§ **TASK BRIEF**:
In the listing that follows, the lines starting at the one containing "Target: dark grassy ground" and ending at the one containing "Target: utility wire" are to be returned exactly, both boundary lines included, and no others.

§ **MATERIAL FOR THE TASK**:
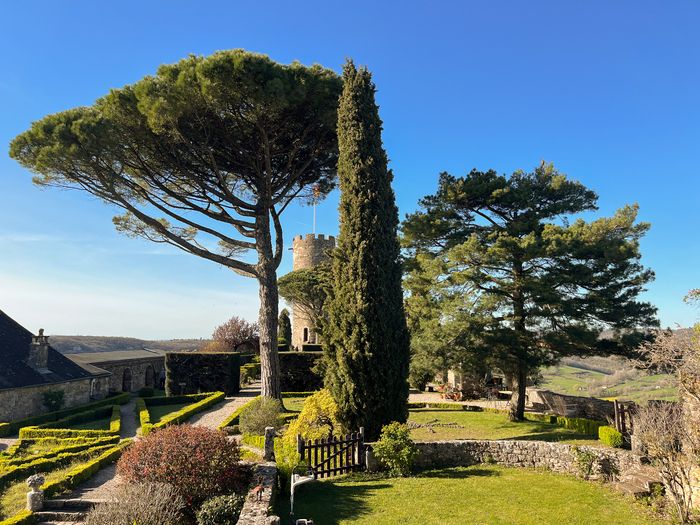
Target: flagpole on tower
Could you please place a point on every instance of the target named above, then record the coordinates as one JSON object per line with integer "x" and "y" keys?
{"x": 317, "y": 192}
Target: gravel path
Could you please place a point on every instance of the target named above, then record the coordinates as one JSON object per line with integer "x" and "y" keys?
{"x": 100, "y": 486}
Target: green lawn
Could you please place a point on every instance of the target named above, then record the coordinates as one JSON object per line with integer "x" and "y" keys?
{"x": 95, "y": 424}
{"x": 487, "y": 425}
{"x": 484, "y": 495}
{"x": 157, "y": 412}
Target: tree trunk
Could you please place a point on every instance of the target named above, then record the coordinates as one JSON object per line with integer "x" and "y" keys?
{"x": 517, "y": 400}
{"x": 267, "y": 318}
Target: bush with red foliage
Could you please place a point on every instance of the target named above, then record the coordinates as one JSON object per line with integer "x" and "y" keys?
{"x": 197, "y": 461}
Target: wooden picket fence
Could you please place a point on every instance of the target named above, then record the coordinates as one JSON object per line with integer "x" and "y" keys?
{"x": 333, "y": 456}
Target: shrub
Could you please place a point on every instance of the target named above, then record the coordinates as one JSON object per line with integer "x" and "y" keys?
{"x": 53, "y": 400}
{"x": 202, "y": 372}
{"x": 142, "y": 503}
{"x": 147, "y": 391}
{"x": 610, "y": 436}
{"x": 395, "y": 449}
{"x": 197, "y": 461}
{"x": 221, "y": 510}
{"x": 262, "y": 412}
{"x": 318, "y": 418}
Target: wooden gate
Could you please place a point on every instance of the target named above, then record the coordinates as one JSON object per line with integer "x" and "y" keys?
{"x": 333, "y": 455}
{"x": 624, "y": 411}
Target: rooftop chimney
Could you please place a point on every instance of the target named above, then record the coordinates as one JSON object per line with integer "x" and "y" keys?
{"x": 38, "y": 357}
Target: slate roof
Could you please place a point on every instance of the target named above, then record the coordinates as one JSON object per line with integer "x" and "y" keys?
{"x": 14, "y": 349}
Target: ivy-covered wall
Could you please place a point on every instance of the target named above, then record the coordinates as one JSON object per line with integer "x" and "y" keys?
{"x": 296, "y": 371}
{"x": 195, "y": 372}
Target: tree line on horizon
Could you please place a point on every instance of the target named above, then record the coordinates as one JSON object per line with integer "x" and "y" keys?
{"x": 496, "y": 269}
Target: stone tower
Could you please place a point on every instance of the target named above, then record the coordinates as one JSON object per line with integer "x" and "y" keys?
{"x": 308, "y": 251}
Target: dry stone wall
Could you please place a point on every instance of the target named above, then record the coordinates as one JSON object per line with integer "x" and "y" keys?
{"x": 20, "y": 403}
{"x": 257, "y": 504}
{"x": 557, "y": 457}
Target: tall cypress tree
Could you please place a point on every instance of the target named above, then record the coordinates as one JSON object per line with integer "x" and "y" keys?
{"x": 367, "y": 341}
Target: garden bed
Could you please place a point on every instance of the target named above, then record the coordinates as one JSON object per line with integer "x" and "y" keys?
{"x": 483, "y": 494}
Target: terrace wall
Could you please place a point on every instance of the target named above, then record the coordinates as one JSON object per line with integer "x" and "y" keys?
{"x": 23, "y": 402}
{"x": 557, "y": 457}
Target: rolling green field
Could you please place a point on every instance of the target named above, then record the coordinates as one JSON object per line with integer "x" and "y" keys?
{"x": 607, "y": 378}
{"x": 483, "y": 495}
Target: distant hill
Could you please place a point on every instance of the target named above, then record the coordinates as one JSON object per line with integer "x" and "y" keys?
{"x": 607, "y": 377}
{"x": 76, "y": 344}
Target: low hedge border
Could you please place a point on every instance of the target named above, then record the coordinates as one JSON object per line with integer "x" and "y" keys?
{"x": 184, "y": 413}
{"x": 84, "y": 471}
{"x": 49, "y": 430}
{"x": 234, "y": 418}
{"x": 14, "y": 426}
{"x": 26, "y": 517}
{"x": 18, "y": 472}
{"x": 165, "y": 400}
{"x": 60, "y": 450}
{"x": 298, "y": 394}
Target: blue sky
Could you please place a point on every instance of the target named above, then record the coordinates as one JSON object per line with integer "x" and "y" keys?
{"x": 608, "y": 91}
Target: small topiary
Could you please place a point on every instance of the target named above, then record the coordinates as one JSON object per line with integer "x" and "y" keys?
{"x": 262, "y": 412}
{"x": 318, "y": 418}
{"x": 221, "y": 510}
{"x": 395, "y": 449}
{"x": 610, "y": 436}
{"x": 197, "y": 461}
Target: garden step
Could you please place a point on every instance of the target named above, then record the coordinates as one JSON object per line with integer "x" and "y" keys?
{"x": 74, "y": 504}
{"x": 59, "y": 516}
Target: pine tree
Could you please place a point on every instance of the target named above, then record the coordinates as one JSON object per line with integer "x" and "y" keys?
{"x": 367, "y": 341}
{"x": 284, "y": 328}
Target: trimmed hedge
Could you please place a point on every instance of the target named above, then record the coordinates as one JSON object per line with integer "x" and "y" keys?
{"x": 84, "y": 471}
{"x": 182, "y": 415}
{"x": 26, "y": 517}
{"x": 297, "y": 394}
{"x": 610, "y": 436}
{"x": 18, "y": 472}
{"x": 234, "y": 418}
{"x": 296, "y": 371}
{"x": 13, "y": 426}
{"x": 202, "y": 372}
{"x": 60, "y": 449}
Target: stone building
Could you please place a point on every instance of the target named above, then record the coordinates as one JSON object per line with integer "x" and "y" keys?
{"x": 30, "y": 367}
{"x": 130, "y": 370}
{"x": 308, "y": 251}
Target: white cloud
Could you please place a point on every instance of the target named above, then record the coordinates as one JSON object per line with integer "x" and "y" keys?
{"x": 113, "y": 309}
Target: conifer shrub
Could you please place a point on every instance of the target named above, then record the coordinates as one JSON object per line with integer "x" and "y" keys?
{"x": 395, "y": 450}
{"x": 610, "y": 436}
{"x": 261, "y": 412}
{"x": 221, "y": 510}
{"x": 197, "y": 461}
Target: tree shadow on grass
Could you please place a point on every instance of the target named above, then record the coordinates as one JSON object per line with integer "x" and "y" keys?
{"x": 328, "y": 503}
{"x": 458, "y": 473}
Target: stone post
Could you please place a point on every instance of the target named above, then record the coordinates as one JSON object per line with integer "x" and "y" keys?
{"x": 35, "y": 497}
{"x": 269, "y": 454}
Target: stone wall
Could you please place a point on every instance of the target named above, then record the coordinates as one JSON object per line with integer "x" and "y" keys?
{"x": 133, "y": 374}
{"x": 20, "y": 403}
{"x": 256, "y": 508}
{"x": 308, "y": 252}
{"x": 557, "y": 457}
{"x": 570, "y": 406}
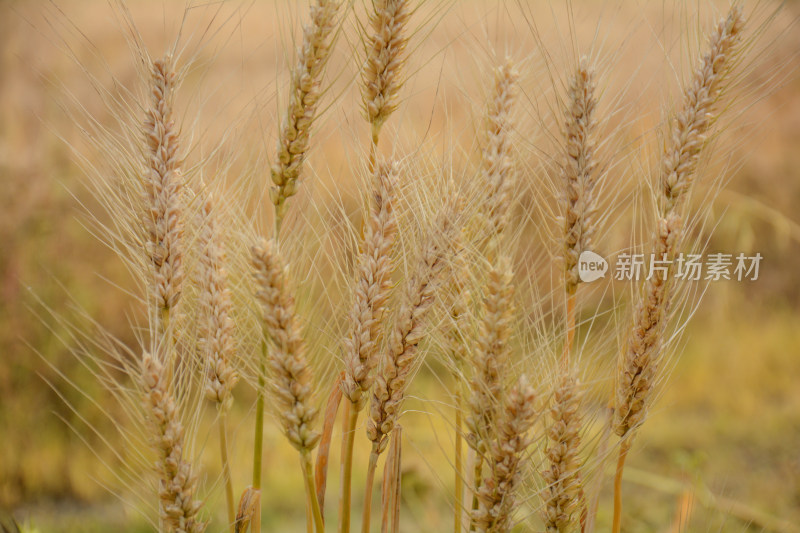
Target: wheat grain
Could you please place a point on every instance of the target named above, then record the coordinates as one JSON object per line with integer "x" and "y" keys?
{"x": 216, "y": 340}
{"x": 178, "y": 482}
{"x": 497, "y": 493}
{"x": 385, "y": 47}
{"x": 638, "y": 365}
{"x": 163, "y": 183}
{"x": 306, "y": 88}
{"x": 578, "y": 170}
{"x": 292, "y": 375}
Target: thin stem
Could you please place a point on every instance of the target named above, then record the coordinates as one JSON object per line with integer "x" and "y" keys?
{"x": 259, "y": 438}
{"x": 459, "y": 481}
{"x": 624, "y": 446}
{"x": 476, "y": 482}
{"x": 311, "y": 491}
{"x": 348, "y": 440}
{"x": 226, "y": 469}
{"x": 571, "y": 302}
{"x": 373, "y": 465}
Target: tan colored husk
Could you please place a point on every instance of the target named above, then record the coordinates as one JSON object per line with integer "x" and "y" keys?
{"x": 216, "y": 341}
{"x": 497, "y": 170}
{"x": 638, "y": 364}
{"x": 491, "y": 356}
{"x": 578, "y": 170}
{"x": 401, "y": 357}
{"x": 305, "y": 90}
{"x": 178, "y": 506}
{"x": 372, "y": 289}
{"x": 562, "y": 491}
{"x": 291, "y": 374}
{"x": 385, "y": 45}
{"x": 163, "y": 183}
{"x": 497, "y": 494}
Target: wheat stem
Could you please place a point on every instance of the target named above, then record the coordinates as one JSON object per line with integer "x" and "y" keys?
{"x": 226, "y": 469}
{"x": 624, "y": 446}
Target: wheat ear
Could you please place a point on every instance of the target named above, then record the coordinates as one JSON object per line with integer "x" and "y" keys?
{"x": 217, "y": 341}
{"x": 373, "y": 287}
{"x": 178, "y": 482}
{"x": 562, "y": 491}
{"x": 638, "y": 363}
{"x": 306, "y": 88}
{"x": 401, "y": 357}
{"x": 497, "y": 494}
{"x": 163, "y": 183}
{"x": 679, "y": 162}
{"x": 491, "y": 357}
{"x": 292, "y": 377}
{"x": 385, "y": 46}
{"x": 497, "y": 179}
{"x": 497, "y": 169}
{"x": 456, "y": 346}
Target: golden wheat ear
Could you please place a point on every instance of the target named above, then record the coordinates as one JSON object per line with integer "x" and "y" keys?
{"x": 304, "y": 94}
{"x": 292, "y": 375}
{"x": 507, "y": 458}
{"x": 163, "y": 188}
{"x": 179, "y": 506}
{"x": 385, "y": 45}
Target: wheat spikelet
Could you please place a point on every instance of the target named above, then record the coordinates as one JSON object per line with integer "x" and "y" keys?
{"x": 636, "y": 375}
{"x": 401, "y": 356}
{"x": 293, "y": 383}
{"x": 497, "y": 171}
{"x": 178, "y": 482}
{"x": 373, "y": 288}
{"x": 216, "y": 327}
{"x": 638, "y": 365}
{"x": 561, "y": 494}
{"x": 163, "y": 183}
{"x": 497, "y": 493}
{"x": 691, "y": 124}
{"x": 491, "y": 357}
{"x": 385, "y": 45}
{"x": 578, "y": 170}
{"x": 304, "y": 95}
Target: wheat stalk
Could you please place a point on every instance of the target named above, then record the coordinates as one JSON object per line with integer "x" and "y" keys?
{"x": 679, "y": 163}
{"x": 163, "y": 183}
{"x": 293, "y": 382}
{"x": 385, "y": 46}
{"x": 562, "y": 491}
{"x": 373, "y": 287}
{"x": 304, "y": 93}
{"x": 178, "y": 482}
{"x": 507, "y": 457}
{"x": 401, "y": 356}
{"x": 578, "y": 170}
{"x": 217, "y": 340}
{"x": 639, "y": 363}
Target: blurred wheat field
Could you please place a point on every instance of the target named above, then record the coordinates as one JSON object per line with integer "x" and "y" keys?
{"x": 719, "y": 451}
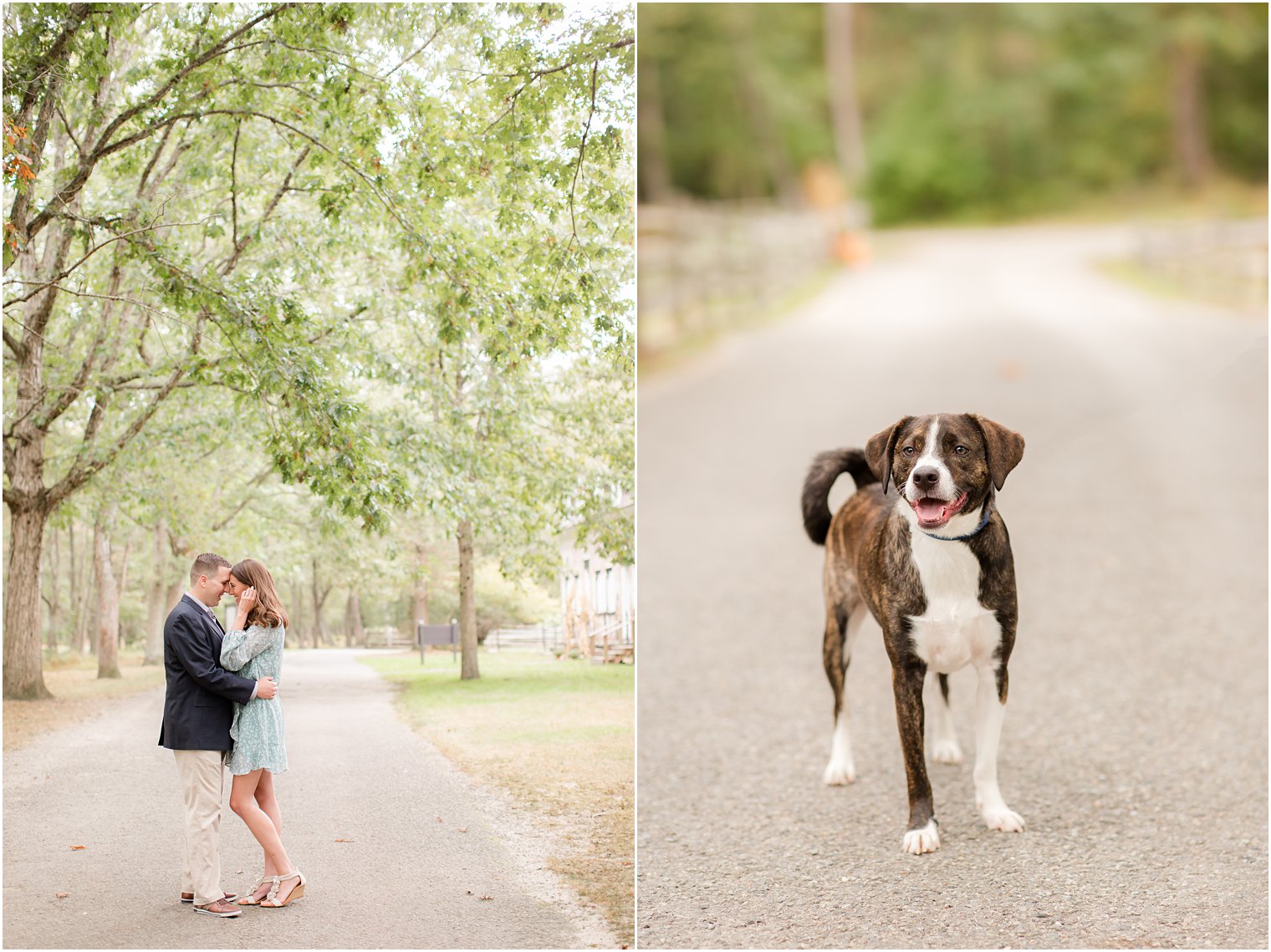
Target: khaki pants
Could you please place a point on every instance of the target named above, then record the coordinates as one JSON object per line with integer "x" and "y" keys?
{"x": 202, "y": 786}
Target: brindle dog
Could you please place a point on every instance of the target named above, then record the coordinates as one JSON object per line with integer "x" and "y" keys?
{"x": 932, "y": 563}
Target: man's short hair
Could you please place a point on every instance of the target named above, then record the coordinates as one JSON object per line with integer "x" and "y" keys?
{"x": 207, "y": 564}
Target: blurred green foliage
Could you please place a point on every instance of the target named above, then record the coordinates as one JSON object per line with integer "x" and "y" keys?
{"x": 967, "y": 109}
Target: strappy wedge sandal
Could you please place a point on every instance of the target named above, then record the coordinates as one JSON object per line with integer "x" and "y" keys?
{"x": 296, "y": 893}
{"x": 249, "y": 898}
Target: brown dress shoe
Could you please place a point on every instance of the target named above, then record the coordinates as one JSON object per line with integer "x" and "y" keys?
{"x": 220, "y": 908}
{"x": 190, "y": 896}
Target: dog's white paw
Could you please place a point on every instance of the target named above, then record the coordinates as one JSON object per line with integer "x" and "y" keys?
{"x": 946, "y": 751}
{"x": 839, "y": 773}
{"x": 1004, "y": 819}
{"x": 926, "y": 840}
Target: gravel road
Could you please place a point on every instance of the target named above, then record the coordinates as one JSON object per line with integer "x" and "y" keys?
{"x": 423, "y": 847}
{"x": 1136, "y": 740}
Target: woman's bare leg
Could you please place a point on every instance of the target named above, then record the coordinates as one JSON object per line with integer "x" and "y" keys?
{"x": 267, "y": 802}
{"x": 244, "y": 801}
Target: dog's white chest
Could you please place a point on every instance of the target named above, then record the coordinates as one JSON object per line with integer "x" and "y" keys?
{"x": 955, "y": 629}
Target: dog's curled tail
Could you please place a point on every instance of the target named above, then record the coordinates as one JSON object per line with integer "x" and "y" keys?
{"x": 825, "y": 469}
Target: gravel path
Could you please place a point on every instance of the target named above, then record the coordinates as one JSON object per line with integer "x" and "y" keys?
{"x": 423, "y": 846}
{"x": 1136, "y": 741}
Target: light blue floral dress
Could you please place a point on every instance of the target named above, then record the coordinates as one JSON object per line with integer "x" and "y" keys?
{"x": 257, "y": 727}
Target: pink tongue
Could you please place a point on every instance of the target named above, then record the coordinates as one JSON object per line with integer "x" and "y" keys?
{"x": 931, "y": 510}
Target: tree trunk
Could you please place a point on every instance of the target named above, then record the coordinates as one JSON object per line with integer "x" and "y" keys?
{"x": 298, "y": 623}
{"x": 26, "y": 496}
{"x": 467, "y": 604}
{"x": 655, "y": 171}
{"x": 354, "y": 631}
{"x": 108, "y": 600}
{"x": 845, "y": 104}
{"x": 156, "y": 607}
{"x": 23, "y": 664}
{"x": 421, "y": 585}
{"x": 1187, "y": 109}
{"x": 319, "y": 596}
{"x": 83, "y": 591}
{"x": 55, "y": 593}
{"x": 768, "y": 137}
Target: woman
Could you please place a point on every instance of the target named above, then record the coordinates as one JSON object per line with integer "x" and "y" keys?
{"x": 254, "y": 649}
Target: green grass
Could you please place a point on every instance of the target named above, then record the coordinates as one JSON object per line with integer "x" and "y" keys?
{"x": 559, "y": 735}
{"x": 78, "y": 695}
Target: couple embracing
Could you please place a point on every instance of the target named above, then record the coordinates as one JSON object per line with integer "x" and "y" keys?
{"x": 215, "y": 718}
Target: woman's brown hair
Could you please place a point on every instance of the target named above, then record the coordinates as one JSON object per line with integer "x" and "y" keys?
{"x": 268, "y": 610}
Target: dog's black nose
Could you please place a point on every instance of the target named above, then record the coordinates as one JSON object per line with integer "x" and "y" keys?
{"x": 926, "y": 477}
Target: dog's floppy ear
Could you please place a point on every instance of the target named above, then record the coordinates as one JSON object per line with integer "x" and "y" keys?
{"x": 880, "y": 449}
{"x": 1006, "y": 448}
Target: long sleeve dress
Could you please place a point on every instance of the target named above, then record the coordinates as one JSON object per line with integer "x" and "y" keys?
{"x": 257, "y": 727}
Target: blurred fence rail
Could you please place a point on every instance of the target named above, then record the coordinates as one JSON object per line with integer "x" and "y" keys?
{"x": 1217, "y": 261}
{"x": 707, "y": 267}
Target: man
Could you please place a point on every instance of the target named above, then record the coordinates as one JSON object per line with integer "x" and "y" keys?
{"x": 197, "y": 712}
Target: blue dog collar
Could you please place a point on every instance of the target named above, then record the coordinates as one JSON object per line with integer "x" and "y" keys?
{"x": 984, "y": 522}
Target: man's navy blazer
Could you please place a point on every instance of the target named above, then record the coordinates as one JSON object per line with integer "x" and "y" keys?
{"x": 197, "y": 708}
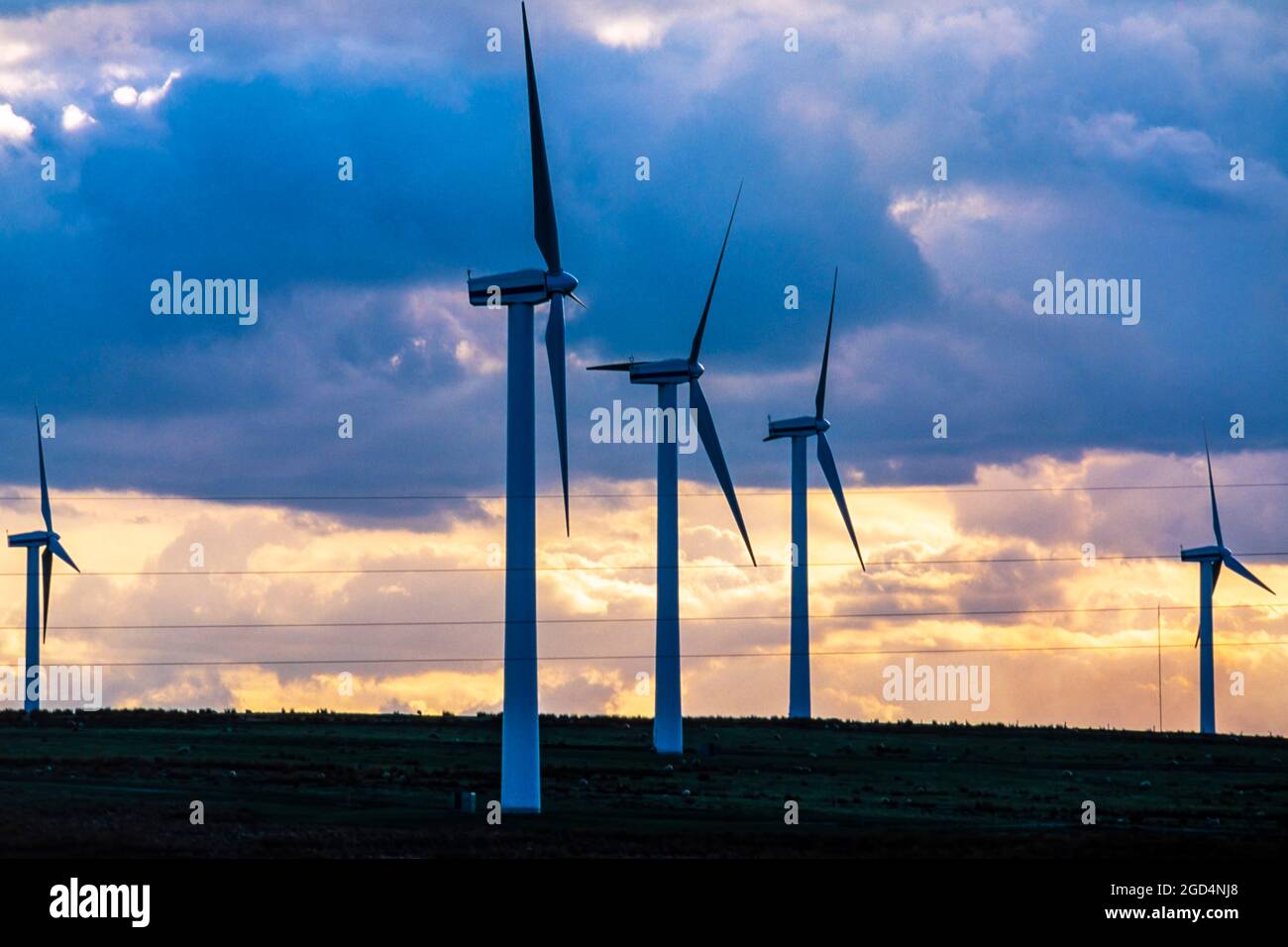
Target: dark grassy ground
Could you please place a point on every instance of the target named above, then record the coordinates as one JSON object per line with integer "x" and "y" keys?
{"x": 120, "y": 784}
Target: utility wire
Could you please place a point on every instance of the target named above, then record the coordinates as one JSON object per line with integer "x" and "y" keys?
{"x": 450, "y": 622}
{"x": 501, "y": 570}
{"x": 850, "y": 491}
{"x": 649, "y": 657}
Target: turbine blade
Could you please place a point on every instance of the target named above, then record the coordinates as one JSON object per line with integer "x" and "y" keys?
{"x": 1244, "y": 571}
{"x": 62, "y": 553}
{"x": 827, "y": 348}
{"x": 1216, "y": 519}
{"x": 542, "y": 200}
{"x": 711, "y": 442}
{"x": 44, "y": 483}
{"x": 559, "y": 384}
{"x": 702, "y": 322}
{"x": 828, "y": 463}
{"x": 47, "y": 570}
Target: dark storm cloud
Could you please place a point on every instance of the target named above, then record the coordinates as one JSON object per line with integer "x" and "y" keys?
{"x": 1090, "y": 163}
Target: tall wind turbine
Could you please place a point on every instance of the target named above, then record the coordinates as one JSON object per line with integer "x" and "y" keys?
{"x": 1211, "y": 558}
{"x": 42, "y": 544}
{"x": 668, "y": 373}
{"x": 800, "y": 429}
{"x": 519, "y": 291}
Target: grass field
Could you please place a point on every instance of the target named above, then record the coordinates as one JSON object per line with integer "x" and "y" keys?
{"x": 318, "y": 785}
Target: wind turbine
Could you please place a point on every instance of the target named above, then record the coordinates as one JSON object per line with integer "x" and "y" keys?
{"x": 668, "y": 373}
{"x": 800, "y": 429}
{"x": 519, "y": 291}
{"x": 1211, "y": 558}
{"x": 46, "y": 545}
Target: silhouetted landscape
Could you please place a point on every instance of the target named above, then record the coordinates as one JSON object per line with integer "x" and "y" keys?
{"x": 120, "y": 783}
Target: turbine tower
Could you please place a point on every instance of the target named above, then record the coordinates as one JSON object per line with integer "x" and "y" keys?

§ **WRITTEN SOLUTION**:
Target: dark grassy ground
Could you please place a point on every instance of the target named above, then record the coordinates as one JSON object per line with integer "x" and "y" keys?
{"x": 120, "y": 784}
Target: utility wire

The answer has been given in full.